• Short problem
Locate each line in the entries below that contains the string "dirt", matching case exactly, and copy every such line in full.
— START OF Exercise materials —
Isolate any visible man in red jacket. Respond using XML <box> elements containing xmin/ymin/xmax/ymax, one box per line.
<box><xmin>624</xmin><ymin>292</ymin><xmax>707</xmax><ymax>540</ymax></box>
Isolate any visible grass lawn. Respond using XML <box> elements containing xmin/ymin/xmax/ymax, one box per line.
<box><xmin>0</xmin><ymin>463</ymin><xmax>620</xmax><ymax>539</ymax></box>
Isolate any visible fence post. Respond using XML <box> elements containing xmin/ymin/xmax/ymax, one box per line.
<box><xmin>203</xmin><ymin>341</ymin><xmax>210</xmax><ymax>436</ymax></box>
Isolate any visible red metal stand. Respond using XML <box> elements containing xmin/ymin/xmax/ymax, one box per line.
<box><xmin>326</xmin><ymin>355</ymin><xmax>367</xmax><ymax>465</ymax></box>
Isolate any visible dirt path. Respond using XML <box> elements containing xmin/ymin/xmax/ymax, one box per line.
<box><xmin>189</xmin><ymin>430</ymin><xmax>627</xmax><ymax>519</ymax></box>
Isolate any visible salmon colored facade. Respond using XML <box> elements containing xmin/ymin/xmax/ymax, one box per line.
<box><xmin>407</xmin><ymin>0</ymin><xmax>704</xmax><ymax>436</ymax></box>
— END OF Exercise materials —
— START OF Exercise materials —
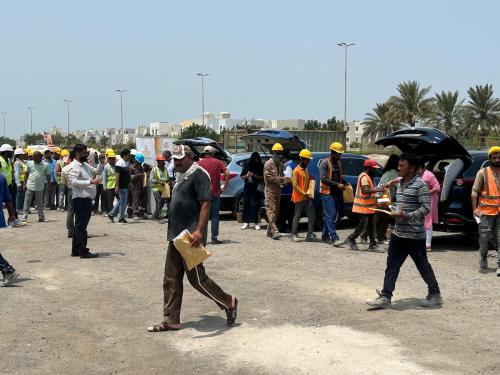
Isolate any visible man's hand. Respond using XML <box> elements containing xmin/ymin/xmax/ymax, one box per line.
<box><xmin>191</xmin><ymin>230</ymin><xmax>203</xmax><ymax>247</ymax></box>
— END OF Exercise materials —
• Answer to the problem
Isolate any visible dirt path. Respond using XML <box> elements containing xmin/ymin/xmax/ymax, one box per line.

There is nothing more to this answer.